In dieser Woche kommen die Datenschutzbeauftragten von Bund und Ländern wieder zu ihrer regelmäßigen Konferenz zusammen. Allein, dass es dieses Format mit insgesamt 17 Zuständigen so geben muss, zeigt: In Deutschland gibt es ein Problem. Das liegt nicht am Datenschutz selbst – sondern im deutschen Umgang damit.
Datenschutz an der falschen Stelle
Der Datenschutz selbst ist enorm wichtig, umso mehr in Zeiten, in denen viele Menschen fast täglich intimste Informationen im Internet teilen, oft ohne zu überblicken, was damit passiert. Aber: Wie man Datenschutz in Deutschland betreibt, hilft eben nicht unbedingt, Daten vor Missbrauch zu schützen. Stattdessen sorgt er an vielen Stellen für Bürokratie und Probleme. Es ist höchste Zeit, das zu ändern.
Dazu muss sich Deutschland erstmal von einer Ausrede verabschieden. Wer hier über Datenschutz stöhnt, der schiebt das Problem gern auf die EU. Die schuf vor bald zehn Jahren die Datenschutz-Grundverordnung (DSGVO). Vielen gilt sie als der Ursprung des Übels, ein Labyrinth aus Einwilligungserklärungen und Cookie-Bannern, das das Leben kompliziert gemacht hat. Doch das geht an der Realität vorbei. Die DSGVO gilt bekanntlich in der ganzen EU. Doch Länder wie Estland oder Dänemark sind Deutschland digital weit voraus. Es kann also nicht nur an der DSGVO liegen. Aber was ist es dann?

Aufgaben
A. Kannst du den Textauszug über den Datenschutz in Deutschland vollständig und ohne jede Änderung ausgeben?
B. Welche Zeilen enthalten die Zeichenfolge „wooden“? Zeig jede davon unverändert, wobei Groß- und Kleinschreibung zählt.

[Zeilen mit Punktannotationen]
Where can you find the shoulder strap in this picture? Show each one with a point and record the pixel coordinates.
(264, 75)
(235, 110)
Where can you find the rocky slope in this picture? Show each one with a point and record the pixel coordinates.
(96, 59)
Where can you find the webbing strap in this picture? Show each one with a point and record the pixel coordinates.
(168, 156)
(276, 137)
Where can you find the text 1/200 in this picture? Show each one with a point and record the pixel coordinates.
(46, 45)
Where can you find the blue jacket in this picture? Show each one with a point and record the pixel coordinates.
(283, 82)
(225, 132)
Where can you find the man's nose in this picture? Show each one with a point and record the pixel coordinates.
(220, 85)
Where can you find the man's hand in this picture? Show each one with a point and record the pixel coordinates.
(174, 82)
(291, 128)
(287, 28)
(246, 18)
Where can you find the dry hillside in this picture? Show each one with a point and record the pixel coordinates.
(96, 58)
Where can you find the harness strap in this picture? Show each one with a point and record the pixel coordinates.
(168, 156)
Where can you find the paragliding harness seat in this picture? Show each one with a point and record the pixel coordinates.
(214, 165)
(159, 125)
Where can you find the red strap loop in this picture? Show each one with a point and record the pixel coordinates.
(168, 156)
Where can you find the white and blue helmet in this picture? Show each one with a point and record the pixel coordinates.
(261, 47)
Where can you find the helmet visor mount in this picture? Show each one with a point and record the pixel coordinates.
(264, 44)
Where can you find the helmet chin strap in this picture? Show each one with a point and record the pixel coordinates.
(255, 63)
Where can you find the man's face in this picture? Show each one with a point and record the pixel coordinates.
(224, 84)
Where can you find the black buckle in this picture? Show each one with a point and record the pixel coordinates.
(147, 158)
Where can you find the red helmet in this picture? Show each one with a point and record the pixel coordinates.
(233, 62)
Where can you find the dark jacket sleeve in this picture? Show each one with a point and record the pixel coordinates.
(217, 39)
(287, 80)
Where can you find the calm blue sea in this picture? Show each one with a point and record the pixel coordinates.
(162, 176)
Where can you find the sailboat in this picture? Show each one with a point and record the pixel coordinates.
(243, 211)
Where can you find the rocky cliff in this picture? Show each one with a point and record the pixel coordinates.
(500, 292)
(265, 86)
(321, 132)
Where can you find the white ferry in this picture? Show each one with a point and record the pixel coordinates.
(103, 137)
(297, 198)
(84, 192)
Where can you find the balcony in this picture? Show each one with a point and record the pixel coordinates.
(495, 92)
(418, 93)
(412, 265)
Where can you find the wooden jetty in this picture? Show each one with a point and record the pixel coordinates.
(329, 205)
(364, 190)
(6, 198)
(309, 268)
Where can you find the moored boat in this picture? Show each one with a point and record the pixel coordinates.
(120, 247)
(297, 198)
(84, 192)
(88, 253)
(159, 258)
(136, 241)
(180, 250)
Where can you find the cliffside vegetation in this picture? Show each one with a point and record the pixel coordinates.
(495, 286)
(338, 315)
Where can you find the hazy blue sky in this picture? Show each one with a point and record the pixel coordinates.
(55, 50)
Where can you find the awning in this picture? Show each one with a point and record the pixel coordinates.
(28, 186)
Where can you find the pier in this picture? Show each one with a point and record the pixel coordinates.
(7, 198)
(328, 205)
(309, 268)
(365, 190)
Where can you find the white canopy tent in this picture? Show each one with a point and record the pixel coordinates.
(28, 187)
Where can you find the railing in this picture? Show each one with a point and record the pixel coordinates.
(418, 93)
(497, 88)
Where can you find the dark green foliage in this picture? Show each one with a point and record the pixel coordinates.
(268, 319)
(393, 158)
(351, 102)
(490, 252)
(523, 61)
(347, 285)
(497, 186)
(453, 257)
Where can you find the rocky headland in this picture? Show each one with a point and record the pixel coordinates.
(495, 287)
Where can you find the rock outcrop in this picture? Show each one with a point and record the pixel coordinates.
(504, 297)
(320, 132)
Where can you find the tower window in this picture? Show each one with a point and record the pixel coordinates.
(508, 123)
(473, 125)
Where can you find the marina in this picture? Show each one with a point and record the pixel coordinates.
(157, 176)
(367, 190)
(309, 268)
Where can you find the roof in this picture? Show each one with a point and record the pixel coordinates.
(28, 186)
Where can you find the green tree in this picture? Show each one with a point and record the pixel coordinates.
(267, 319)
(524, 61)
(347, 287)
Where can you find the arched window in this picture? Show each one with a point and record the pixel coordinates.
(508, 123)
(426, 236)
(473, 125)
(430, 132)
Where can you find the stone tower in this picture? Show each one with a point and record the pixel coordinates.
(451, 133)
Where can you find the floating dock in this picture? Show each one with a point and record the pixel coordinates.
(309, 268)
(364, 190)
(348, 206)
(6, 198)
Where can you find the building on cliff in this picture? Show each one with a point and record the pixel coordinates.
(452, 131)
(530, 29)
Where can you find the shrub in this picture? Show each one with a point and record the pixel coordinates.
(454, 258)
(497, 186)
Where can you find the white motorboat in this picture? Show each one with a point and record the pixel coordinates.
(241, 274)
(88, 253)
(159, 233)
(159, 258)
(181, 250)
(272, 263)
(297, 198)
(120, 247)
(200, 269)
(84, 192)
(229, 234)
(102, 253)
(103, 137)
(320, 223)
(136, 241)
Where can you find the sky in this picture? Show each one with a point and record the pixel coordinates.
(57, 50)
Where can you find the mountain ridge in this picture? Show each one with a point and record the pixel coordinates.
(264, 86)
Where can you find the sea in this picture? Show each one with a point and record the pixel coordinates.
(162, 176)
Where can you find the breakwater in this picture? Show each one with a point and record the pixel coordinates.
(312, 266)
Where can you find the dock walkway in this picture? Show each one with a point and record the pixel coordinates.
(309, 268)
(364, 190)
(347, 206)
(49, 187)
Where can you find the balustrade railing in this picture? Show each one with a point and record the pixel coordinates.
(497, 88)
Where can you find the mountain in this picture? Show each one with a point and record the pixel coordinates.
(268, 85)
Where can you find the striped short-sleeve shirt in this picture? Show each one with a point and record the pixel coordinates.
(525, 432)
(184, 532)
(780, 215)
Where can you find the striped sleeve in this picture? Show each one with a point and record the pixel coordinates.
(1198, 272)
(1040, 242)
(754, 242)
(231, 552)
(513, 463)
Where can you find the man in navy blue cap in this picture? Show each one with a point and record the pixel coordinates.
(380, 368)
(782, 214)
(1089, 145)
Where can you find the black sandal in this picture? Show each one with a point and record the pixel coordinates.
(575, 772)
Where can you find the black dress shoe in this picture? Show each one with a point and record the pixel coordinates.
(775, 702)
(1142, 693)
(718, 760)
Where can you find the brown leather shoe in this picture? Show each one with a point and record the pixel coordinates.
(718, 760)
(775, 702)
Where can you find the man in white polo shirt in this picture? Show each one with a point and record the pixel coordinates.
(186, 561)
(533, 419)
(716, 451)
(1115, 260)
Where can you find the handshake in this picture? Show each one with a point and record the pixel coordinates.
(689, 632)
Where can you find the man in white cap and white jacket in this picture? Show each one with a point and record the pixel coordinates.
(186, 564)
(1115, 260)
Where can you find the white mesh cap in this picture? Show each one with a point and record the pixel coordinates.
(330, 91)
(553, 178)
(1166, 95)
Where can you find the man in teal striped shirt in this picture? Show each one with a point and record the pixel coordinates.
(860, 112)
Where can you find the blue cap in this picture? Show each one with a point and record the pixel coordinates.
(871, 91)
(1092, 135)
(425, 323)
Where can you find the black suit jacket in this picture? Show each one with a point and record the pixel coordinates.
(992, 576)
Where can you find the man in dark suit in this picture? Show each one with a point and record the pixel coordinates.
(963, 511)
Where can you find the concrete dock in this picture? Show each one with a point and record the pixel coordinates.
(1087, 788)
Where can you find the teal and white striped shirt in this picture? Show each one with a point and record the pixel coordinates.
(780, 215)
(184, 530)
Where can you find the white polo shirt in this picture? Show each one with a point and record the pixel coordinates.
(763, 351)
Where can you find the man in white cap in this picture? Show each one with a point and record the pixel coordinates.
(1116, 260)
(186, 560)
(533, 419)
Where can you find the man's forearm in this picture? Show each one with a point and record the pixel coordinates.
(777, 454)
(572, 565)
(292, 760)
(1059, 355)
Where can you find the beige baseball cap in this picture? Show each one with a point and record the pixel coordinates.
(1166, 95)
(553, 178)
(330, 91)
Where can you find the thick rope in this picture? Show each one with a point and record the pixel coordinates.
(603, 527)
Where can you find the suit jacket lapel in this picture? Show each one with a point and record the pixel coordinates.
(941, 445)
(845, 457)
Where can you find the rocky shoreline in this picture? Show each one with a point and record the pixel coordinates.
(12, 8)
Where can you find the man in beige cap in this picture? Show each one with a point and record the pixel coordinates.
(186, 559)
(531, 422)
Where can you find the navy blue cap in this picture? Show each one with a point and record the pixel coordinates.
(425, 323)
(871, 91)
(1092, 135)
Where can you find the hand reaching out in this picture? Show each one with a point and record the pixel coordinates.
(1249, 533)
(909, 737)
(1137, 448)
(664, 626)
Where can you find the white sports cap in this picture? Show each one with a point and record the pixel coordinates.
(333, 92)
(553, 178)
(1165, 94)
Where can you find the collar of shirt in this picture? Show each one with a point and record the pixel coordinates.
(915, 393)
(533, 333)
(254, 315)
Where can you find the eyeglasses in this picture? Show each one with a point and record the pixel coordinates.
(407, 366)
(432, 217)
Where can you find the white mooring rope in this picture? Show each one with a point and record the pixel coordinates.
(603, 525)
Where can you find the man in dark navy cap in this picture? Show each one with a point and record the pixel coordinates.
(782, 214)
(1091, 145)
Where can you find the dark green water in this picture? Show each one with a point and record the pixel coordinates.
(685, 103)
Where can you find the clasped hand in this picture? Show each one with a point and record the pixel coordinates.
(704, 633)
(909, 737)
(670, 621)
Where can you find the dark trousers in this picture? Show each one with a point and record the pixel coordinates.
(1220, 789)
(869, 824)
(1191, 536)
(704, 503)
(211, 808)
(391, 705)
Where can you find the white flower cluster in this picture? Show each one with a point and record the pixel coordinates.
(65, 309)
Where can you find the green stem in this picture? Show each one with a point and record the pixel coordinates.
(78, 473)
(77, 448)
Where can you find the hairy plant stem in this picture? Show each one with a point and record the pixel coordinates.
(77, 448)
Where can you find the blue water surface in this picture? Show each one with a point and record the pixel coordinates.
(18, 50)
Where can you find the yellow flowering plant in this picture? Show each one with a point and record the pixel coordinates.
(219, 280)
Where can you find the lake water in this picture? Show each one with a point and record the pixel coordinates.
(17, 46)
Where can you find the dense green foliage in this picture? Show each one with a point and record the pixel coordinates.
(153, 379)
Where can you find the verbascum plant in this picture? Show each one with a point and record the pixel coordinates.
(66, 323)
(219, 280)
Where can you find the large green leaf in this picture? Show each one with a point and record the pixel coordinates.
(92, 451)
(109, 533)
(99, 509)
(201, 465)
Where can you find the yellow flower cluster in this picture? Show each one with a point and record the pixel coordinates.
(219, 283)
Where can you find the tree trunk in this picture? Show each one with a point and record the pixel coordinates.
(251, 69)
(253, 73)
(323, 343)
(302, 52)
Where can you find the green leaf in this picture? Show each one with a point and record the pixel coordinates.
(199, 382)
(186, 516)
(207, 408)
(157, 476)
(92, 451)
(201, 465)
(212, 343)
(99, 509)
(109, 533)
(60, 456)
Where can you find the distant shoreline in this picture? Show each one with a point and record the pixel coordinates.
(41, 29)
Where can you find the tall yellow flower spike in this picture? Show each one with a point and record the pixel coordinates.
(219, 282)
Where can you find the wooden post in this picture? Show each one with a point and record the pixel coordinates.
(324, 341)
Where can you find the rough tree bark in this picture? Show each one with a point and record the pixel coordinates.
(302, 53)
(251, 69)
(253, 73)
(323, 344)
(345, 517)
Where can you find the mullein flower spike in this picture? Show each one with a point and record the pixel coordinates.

Lösungen
A.
In dieser Woche kommen die Datenschutzbeauftragten von Bund und Ländern wieder zu ihrer regelmäßigen Konferenz zusammen. Allein, dass es dieses Format mit insgesamt 17 Zuständigen so geben muss, zeigt: In Deutschland gibt es ein Problem. Das liegt nicht am Datenschutz selbst – sondern im deutschen Umgang damit.
Datenschutz an der falschen Stelle
Der Datenschutz selbst ist enorm wichtig, umso mehr in Zeiten, in denen viele Menschen fast täglich intimste Informationen im Internet teilen, oft ohne zu überblicken, was damit passiert. Aber: Wie man Datenschutz in Deutschland betreibt, hilft eben nicht unbedingt, Daten vor Missbrauch zu schützen. Stattdessen sorgt er an vielen Stellen für Bürokratie und Probleme. Es ist höchste Zeit, das zu ändern.
Dazu muss sich Deutschland erstmal von einer Ausrede verabschieden. Wer hier über Datenschutz stöhnt, der schiebt das Problem gern auf die EU. Die schuf vor bald zehn Jahren die Datenschutz-Grundverordnung (DSGVO). Vielen gilt sie als der Ursprung des Übels, ein Labyrinth aus Einwilligungserklärungen und Cookie-Bannern, das das Leben kompliziert gemacht hat. Doch das geht an der Realität vorbei. Die DSGVO gilt bekanntlich in der ganzen EU. Doch Länder wie Estland oder Dänemark sind Deutschland digital weit voraus. Es kann also nicht nur an der DSGVO liegen. Aber was ist es dann?

B.
Where can you find the wooden jetty in this picture? Show each one with a point and record the pixel coordinates.
Where can you find the wooden post in this picture? Show each one with a point and record the pixel coordinates.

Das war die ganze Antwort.